- _WRITTEN REQUEST 1_
In the SPL script passage, reproduce the text starting at the words "SPL test script" and ending after the words "the dimension table.".
- _WRITTEN REQUEST 2_
According to the SPL script passage, which row of the dimension table does a foreign key value of 7 directly associate with?

The SPL script for pre-loading the dimension tables:
A | |
---|---|
1 | >env(supplier, file("/home/ctx/supplier_xh.ctx").open().memory()) |
2 | >env(part, file("/home/ctx/part_xh.ctx").open().memory()) |
3 | >env(orders,file("/home/ctx/orders_xh.ctx").open().memory()) |
There’s no need to create indexes because the keys of dimension tables are already numberized.
SPL test script to implement the query:
A | |
---|---|
1 | =file("/home/ctx/lineitem_xh.ctx").open().cursor(L_ORDERKEY,L_PARTKEY, L_SUPPKEY,L_EXTENDEDPRICE,L_DISCOUNT,L_SHIPDATE) |
2 | =A1.switch(L_ORDERKEY,orders:#;L_PARTKEY,part:#;L_SUPPKEY,supplier:#) |
3 | =A2.select(L_ORDERKEY.O_TOTALPRICE>0 && L_PARTKEY.P_SIZE>0 && L_SUPPKEY.S_ACCTBAL<999999) |
4 | =A3.groups(year(L_SHIPDATE):l_year; sum(L_EXTENDEDPRICE * (1 - L_DISCOUNT)):revenue) |
Note: The “:#” in A2 is used to create association of the fact table’s foreign key values with a dimension table’s row numbers. The foreign key value 7, for instance, will directly associate to the 7th row in the dimension table.

- _INFORMATION PROVIDED_
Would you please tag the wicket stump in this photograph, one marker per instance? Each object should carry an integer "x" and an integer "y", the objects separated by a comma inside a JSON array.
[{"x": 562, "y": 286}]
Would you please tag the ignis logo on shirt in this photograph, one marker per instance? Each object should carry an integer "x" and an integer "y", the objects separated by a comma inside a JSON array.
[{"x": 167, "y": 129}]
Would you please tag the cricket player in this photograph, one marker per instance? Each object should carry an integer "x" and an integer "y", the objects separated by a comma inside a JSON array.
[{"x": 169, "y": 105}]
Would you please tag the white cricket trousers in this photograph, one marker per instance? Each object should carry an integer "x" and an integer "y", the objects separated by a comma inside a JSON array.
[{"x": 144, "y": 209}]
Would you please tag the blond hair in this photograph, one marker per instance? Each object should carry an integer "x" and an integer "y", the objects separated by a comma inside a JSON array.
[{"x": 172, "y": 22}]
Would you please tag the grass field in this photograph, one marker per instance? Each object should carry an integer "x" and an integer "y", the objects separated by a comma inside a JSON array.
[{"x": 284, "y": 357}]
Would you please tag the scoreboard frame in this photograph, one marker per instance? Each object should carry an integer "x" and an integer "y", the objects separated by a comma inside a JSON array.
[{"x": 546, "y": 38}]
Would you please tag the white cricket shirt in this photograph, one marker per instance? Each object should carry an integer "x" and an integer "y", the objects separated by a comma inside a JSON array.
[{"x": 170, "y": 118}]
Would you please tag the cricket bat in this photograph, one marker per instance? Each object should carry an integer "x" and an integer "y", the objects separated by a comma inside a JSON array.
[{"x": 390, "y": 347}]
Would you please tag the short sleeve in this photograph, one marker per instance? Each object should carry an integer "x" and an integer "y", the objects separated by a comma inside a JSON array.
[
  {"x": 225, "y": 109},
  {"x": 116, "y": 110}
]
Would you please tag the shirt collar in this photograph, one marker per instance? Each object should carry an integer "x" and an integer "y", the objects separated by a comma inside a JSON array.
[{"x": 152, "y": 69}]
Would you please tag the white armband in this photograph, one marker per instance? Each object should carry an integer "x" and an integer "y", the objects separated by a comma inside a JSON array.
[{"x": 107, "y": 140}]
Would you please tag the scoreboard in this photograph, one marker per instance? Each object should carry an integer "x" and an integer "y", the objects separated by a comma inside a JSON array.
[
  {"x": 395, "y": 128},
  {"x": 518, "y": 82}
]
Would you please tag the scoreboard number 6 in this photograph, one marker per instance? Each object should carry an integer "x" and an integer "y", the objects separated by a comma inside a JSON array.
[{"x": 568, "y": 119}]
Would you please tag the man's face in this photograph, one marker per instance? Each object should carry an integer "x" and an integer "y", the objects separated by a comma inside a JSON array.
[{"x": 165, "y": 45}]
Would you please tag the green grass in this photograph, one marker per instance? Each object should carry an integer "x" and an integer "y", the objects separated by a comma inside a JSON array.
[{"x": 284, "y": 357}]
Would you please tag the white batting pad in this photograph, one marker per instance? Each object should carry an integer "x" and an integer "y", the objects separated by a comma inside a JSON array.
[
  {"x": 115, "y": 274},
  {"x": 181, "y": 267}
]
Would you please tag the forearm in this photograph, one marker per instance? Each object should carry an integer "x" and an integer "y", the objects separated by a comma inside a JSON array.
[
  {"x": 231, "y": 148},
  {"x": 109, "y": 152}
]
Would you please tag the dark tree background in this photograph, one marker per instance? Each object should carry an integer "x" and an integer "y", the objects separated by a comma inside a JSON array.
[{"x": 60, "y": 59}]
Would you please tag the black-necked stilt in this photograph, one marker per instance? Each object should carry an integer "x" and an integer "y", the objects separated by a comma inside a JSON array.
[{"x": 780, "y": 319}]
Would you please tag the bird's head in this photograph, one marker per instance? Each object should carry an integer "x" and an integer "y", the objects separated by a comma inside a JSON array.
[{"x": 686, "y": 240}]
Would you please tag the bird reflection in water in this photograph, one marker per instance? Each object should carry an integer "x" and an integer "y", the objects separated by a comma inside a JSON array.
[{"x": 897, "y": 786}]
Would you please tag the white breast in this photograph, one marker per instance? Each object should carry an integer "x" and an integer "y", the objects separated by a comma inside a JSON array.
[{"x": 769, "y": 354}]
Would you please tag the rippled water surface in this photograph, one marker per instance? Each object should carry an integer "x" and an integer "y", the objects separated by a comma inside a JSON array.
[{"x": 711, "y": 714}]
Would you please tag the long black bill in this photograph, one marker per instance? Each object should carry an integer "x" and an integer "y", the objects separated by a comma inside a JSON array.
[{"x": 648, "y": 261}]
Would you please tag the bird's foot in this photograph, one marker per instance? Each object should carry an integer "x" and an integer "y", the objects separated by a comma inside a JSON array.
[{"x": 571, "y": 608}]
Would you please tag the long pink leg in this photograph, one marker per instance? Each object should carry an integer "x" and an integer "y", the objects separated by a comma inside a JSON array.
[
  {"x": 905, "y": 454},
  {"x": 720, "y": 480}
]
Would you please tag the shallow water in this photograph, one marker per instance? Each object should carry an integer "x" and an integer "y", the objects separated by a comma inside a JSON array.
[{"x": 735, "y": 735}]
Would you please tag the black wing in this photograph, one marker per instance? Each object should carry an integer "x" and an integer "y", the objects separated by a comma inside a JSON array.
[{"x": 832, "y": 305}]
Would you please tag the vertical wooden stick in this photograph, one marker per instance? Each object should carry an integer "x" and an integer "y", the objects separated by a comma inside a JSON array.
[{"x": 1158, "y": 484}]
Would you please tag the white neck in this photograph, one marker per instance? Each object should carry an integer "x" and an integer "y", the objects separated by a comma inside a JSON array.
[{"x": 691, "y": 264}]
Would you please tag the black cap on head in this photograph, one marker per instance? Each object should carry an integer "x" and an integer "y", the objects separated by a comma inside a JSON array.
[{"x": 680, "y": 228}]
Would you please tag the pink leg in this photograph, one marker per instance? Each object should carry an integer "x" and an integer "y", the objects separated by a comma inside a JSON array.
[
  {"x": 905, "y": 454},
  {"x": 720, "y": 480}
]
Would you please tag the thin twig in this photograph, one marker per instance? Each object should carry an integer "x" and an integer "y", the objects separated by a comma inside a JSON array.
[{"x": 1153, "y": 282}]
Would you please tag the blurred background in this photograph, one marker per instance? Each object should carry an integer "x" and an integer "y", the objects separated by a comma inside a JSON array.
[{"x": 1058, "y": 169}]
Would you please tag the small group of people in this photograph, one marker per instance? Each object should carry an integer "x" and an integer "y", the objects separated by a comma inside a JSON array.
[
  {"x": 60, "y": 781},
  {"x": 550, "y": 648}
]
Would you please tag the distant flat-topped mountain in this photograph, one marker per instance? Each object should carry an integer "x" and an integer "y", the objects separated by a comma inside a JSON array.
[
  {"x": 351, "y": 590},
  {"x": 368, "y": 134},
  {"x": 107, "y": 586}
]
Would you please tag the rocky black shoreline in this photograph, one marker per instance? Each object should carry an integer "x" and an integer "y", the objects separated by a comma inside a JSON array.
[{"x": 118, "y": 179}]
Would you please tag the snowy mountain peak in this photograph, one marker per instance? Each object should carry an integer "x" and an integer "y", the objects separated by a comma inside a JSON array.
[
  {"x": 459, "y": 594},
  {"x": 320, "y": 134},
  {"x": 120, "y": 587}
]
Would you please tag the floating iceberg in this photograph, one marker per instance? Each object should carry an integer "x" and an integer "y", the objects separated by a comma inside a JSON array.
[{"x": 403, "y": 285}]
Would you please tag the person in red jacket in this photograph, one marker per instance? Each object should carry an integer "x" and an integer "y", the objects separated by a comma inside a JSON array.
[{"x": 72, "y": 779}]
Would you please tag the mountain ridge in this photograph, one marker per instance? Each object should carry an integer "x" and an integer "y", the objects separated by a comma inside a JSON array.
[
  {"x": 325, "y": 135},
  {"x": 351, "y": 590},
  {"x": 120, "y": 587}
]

- _PROBLEM SOLUTION 1_
SPL test script to implement the query:
A | |
---|---|
1 | =file("/home/ctx/lineitem_xh.ctx").open().cursor(L_ORDERKEY,L_PARTKEY, L_SUPPKEY,L_EXTENDEDPRICE,L_DISCOUNT,L_SHIPDATE) |
2 | =A1.switch(L_ORDERKEY,orders:#;L_PARTKEY,part:#;L_SUPPKEY,supplier:#) |
3 | =A2.select(L_ORDERKEY.O_TOTALPRICE>0 && L_PARTKEY.P_SIZE>0 && L_SUPPKEY.S_ACCTBAL<999999) |
4 | =A3.groups(year(L_SHIPDATE):l_year; sum(L_EXTENDEDPRICE * (1 - L_DISCOUNT)):revenue) |
Note: The “:#” in A2 is used to create association of the fact table’s foreign key values with a dimension table’s row numbers. The foreign key value 7, for instance, will directly associate to the 7th row in the dimension table.

- _PROBLEM SOLUTION 2_
The 7th row in the dimension table.